- **To do**: Start at the first line of the listing below. Write out each line exactly, stopping after the one that contains "the man's dark".

- **Task material**:
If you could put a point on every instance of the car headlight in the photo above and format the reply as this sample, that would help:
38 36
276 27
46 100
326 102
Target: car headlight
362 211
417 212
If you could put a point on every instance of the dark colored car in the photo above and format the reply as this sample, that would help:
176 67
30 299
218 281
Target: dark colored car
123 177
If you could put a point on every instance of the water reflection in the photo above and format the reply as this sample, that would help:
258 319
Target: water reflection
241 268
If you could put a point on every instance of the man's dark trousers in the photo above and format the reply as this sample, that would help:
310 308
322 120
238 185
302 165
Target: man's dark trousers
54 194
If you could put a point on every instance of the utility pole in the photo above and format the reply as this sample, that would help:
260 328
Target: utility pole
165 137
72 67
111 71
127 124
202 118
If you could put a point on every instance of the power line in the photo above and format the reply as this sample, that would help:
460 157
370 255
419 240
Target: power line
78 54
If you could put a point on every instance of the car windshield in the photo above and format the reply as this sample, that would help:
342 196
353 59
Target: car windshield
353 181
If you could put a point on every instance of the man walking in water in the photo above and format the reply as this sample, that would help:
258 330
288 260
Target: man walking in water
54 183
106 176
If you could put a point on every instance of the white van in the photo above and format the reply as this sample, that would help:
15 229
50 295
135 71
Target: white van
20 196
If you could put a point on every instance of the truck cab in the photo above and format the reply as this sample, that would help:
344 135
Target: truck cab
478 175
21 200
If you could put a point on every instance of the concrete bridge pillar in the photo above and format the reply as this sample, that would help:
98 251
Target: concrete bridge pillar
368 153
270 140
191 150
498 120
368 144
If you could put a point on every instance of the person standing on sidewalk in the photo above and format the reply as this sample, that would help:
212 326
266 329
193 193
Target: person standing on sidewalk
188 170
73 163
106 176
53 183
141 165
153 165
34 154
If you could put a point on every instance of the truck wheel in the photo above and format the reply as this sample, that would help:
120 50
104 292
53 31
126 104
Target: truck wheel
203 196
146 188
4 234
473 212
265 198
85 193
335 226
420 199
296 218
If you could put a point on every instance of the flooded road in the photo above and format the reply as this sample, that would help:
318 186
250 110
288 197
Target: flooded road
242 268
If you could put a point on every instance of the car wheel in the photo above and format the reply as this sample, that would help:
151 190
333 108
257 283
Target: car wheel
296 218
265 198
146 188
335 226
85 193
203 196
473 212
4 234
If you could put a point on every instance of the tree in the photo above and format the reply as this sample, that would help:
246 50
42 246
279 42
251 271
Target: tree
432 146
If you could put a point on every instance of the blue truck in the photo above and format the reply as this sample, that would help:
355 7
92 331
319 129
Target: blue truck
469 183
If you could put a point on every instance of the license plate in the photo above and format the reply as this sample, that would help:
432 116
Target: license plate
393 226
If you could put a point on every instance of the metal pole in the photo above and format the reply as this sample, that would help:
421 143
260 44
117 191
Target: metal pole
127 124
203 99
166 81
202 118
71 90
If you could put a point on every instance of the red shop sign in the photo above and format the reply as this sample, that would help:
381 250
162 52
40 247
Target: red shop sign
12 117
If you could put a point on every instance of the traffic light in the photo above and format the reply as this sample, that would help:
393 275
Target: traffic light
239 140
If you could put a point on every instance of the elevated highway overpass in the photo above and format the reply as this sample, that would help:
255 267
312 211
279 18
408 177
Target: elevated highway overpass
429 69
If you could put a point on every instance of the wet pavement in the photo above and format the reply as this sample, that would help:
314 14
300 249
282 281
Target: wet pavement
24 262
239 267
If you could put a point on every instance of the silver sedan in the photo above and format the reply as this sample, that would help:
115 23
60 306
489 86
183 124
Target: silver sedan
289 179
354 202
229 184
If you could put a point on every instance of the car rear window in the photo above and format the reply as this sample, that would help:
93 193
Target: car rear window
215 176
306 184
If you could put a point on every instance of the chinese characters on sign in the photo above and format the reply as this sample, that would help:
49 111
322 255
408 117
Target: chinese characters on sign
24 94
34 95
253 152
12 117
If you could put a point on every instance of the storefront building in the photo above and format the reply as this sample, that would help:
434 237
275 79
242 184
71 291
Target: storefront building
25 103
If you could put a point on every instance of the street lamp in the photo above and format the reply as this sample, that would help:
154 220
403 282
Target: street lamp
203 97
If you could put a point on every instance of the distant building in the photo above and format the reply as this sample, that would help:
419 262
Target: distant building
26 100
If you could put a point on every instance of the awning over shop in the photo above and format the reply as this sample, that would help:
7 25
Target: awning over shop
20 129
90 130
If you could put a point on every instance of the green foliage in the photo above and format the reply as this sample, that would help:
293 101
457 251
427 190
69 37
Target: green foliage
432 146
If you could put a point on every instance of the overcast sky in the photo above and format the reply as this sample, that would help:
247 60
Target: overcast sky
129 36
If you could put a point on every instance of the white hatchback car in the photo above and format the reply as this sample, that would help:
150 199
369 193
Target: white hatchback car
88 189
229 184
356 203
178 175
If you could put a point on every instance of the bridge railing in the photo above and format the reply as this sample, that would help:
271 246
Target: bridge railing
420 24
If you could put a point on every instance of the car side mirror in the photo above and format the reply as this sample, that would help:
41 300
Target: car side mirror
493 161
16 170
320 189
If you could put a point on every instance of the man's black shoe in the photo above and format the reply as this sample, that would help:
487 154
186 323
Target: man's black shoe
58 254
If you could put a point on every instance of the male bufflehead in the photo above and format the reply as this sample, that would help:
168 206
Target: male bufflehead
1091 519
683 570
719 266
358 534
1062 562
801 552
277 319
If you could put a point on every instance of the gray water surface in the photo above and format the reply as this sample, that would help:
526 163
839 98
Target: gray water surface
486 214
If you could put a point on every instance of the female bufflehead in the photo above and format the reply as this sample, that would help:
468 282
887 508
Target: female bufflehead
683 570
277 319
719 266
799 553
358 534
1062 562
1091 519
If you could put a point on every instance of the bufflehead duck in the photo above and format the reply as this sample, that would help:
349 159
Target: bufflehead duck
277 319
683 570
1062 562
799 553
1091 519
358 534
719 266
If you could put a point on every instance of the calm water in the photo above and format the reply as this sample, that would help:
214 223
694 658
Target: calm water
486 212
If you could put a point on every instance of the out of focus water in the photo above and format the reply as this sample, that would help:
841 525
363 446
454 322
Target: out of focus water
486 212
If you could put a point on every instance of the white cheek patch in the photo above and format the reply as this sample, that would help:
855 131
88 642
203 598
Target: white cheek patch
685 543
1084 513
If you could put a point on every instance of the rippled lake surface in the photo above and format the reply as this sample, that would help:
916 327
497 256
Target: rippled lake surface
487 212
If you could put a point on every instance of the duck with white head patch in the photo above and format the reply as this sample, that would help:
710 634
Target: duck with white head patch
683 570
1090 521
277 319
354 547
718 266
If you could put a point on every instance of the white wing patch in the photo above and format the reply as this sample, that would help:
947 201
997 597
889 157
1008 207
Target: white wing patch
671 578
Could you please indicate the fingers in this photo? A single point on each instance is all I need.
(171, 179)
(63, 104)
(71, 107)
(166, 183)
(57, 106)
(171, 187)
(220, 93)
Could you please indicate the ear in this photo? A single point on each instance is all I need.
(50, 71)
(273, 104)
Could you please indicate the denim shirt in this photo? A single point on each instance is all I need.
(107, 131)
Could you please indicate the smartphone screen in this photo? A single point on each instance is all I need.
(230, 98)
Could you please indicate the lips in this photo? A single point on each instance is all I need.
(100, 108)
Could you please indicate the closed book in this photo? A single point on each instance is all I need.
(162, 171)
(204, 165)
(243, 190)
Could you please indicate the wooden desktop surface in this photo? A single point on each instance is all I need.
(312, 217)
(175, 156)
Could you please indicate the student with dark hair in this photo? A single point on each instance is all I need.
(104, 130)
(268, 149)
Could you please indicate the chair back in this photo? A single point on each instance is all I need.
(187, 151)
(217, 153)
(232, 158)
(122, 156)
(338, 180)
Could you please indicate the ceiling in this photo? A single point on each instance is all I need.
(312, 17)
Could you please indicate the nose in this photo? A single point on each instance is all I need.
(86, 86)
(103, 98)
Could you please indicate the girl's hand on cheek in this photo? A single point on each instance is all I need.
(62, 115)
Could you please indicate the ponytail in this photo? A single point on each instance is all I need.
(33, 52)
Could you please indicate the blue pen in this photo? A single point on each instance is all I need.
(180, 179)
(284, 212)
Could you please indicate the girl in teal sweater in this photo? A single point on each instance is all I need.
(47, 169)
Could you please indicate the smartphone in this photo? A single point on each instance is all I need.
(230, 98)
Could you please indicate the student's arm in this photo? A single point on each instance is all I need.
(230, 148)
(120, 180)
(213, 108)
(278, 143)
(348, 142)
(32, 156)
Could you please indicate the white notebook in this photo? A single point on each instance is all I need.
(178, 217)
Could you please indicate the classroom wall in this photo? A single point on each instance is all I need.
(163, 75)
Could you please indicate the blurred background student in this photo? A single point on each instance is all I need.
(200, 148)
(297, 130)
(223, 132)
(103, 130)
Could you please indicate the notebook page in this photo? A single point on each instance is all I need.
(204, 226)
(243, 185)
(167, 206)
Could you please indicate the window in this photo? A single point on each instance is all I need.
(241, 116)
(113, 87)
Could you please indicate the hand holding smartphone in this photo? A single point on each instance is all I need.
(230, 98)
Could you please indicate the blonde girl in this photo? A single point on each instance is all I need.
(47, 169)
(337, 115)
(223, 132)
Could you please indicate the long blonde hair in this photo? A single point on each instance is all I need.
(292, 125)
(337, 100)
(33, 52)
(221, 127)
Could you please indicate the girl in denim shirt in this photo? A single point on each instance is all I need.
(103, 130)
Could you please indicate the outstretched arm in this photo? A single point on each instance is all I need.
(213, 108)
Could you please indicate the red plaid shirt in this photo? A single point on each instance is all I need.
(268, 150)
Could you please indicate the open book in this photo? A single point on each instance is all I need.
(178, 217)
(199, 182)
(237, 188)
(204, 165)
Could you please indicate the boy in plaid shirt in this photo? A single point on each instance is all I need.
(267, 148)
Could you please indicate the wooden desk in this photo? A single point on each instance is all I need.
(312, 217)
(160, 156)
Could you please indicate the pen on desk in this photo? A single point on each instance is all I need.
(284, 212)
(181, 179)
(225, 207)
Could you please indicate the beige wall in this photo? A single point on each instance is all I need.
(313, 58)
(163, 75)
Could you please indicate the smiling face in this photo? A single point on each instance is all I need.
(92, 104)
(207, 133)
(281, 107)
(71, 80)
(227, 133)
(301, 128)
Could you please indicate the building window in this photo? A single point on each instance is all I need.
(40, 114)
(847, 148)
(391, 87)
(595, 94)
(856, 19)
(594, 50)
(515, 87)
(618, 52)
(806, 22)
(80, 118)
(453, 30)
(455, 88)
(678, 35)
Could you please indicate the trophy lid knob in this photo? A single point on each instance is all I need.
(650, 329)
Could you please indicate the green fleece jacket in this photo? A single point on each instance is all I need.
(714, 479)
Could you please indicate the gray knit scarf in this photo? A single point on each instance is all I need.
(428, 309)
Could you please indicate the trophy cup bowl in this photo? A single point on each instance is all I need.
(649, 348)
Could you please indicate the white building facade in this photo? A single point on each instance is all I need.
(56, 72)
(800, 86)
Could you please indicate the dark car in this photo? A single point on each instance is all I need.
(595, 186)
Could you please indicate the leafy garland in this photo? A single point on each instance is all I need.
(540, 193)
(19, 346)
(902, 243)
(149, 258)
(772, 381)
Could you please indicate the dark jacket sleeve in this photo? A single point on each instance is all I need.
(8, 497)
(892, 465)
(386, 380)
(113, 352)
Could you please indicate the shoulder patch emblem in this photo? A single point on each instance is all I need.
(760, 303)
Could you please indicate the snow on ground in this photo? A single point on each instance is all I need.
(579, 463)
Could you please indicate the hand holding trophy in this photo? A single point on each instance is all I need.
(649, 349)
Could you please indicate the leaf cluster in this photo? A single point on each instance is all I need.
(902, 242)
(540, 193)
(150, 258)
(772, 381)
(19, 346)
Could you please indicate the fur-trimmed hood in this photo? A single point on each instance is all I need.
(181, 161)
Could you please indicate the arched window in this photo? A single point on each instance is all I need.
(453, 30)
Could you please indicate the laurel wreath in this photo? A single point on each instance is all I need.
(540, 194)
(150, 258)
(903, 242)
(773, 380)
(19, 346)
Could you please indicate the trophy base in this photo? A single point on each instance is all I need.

- **Solution to this exercise**:
If you could put a point on every instance of the car headlight in the photo above and format the reply as this sample, that would help:
38 36
276 27
46 100
326 102
Target: car headlight
362 211
417 212
If you could put a point on every instance of the dark colored car in the photo above and format the reply as this sample, that would help:
176 67
30 299
218 281
Target: dark colored car
123 177
If you could put a point on every instance of the water reflection in the photo above and format the reply as this sample, that would help:
258 319
Target: water reflection
241 268
If you could put a point on every instance of the man's dark trousers in the photo above and format the reply as this sample, that would help:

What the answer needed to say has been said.